▶ **Task requirements**
Copy out the material below word for word, from the line containing "Outline wooden box lid." through the end of the material, both ends included. Leave the pictures out.

▶ **Stored records**

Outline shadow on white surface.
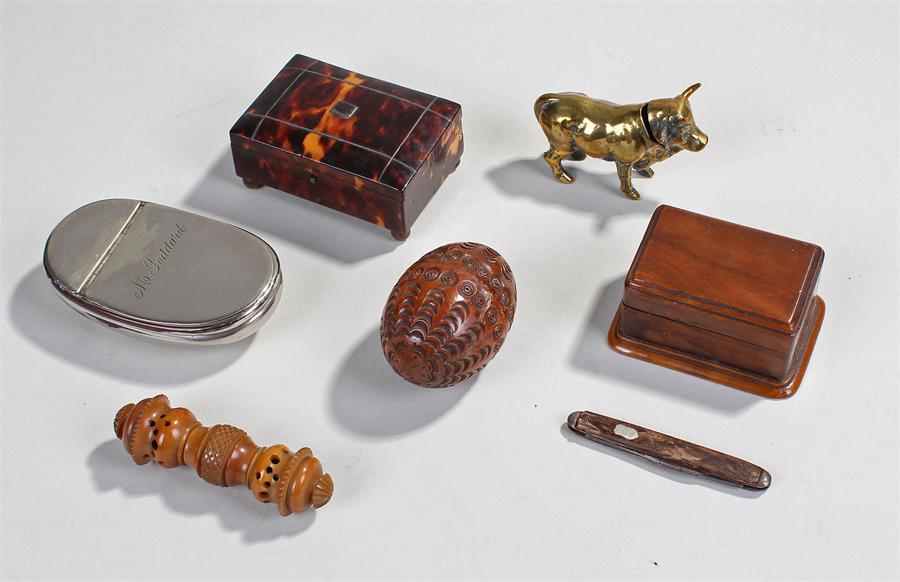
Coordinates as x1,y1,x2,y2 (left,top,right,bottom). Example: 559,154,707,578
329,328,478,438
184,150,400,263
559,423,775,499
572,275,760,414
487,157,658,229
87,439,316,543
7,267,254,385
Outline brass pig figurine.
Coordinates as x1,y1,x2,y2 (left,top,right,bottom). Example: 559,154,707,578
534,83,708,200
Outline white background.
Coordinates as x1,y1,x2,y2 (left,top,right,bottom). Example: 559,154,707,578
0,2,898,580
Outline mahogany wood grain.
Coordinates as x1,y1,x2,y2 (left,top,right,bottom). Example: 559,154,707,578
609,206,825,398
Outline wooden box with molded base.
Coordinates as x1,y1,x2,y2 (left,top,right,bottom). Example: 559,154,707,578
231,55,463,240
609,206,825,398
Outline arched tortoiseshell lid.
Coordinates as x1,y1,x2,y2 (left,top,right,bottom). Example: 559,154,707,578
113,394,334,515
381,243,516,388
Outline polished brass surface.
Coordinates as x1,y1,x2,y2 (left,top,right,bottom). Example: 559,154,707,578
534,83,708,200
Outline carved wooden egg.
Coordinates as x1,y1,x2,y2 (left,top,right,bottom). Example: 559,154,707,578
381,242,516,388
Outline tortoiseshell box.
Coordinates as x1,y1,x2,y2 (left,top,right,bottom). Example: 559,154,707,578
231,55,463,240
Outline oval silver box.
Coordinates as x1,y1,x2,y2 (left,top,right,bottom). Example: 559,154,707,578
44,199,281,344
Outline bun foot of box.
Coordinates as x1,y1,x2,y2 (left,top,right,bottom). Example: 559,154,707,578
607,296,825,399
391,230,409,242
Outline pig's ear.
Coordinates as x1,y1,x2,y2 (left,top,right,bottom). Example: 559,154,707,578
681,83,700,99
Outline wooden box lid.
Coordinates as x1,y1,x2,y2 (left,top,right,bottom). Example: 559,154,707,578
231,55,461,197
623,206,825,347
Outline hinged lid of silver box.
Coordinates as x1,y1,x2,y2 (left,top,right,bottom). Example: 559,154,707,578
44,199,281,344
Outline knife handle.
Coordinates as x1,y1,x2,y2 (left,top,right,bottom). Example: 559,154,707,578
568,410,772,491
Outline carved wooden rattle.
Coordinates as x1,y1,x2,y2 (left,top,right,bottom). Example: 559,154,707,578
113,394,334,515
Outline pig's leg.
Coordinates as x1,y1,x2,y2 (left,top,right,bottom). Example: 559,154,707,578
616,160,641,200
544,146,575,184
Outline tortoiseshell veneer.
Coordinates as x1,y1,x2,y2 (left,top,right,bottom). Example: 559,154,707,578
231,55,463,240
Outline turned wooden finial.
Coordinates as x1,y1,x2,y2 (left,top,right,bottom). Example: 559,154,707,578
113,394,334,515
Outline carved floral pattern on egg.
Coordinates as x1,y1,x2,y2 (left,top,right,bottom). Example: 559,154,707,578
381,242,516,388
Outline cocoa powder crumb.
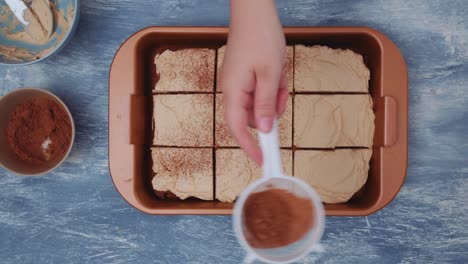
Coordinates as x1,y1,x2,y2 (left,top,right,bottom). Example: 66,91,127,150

▶ **Task output**
Outline wooden box lid.
Coordinates as x1,y1,x2,y2 (left,top,right,bottom). Example: 559,154,707,578
231,55,461,197
623,206,825,347
Outline hinged lid of silver box.
Coordinates as x1,y1,x2,y2 (left,top,right,bottom). Example: 559,154,707,578
44,199,281,344
Outline knife handle.
Coordinates as x1,y1,x2,y2 (left,top,right,bottom). Example: 559,154,707,578
568,410,772,491
Outline carved wooden rattle.
Coordinates as x1,y1,x2,y2 (left,top,right,bottom). Example: 559,154,707,578
113,394,334,515
Outline pig's leg.
Coordinates as x1,y1,x2,y2 (left,top,right,bottom). Example: 559,154,707,578
616,160,641,200
544,146,575,184
Outline tortoiseshell veneer.
Coordinates as x1,y1,x2,y2 (left,top,right,bottom). Example: 559,154,707,578
231,55,463,240
Outline turned wooden finial.
Coordinates as x1,y1,x2,y2 (left,top,right,bottom). Example: 559,154,707,578
113,394,334,515
Outline carved floral pattern on egg.
Coordinates as x1,y1,x2,y2 (left,top,right,bottom). Example: 559,154,707,578
381,242,516,388
Outline cocoa powder crumb.
Coordinates as x1,y1,x2,y2 (left,top,right,bottom). Example: 66,91,127,150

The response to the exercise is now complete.